A representative of the railway industry told the Committee that there were two things the federal government could do to lessen the congestion in the container transportation system and hence the environmental impact of containerized freight. First, the witness suggested that the federal government support more grade separated rail crossings, which would reduce the amount of vehicle congestion at the crossings. Secondly, the witness suggested that the federal government should shorten the environmental review process, to be discussed in the next section, so that more capacity could be built more quickly. They felt that it should be possible to shorten the time it takes to conduct an environmental review while being diligent and following the rules.
One port authority witness urged the federal government to consider more carefully the relative benefits of different environmental measures. The Committee heard that some federal regulations contemplated for port authorities have threatened their competitiveness while providing little benefit. For example, Transport Canada proposed regulations that would have port authorities supply electrical plug-ins for ships to prevent idling engines at berth, which would cost $3 million per berth to the port and $1.5 million per ship for the ship owner. Given that a new hydro plant might be needed to supply electricity to a cruise ship, the port authority believes that a greater benefit would be generated if the money was invested in a mitigation project instead.
“In Canada, we have probably the most complex environmental system anywhere in the Western world and maybe even beyond that. It is an extremely convoluted and complex process.”

*-*-*

# Task statement:
Copy out the entire passage on rail and port environmental measures word for word, with no changes to wording or punctuation.

*-*-*

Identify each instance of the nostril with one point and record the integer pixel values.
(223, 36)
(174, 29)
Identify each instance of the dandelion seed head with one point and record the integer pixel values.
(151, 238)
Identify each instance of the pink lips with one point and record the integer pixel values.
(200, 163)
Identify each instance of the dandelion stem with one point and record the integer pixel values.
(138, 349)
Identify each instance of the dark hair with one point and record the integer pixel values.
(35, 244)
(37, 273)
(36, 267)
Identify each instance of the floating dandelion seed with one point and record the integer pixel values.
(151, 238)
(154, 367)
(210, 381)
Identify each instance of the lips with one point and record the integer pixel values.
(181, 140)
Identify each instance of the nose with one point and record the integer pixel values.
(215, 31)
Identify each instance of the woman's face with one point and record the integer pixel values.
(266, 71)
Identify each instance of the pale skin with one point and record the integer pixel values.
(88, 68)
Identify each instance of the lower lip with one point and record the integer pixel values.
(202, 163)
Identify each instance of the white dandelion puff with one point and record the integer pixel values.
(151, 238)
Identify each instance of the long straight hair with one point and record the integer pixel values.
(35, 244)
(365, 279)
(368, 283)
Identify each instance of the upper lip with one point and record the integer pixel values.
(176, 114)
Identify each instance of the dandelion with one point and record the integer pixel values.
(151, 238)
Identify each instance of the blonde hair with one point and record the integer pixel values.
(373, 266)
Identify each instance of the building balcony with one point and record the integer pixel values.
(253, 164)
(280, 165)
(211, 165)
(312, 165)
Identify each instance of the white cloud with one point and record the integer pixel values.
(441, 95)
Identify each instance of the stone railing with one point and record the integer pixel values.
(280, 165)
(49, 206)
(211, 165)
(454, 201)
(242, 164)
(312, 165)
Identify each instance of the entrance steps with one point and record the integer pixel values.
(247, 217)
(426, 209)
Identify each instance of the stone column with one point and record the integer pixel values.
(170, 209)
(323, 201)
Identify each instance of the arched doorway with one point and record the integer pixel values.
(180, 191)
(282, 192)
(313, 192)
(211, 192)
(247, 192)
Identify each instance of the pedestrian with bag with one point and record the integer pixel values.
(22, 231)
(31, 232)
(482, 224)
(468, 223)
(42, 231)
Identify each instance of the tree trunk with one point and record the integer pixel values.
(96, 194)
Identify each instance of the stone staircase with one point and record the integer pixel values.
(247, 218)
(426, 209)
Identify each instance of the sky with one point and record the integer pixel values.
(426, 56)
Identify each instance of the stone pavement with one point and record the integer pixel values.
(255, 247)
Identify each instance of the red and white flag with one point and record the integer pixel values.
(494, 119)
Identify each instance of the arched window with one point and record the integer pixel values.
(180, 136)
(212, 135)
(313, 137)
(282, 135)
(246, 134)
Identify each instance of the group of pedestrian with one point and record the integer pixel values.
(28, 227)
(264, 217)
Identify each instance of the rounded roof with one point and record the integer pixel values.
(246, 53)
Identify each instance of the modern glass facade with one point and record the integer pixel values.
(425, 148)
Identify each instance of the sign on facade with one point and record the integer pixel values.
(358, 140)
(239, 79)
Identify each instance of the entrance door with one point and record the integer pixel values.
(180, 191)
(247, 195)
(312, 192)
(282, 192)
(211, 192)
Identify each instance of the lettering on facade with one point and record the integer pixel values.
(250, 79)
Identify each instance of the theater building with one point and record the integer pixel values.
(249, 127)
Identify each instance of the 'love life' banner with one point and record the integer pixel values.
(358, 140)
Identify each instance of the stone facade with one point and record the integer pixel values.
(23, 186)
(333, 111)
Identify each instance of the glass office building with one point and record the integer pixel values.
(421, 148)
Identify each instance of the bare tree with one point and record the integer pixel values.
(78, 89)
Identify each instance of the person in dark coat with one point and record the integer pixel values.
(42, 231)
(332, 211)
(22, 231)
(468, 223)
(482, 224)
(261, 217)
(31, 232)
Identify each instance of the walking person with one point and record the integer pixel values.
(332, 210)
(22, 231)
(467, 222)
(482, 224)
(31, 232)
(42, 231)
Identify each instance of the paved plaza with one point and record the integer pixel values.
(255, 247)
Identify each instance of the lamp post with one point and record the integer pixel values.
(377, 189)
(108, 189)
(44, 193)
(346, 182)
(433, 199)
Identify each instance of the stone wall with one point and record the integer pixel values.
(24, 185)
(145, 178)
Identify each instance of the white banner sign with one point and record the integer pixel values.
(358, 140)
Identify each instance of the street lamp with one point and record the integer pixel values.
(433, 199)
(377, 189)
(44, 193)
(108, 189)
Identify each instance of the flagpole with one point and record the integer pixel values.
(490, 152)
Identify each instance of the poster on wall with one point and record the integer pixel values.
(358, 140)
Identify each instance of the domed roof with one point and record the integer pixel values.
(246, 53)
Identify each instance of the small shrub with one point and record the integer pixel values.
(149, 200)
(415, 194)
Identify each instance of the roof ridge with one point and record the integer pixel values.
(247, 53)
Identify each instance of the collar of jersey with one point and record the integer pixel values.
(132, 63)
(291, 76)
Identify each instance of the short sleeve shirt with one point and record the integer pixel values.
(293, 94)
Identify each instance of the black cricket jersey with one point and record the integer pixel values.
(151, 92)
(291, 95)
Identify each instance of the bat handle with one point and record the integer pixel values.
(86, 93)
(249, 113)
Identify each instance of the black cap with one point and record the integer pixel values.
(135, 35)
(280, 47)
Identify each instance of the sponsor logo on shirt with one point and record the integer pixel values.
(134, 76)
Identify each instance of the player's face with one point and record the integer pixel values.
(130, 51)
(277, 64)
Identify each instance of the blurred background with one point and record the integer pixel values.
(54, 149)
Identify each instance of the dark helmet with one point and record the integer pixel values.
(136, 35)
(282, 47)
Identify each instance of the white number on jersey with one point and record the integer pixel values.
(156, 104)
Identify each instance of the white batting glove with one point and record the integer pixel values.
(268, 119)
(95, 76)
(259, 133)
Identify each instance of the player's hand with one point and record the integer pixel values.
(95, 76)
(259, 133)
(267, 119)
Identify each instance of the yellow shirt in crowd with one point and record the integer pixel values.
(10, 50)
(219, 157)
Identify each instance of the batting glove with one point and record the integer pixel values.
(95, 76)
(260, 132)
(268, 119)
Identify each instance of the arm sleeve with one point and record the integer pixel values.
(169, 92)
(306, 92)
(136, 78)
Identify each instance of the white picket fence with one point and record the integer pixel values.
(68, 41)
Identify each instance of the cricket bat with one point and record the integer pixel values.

*-*-*

# Answer in full:
A representative of the railway industry told the Committee that there were two things the federal government could do to lessen the congestion in the container transportation system and hence the environmental impact of containerized freight. First, the witness suggested that the federal government support more grade separated rail crossings, which would reduce the amount of vehicle congestion at the crossings. Secondly, the witness suggested that the federal government should shorten the environmental review process, to be discussed in the next section, so that more capacity could be built more quickly. They felt that it should be possible to shorten the time it takes to conduct an environmental review while being diligent and following the rules.
One port authority witness urged the federal government to consider more carefully the relative benefits of different environmental measures. The Committee heard that some federal regulations contemplated for port authorities have threatened their competitiveness while providing little benefit. For example, Transport Canada proposed regulations that would have port authorities supply electrical plug-ins for ships to prevent idling engines at berth, which would cost $3 million per berth to the port and $1.5 million per ship for the ship owner. Given that a new hydro plant might be needed to supply electricity to a cruise ship, the port authority believes that a greater benefit would be generated if the money was invested in a mitigation project instead.
“In Canada, we have probably the most complex environmental system anywhere in the Western world and maybe even beyond that. It is an extremely convoluted and complex process.”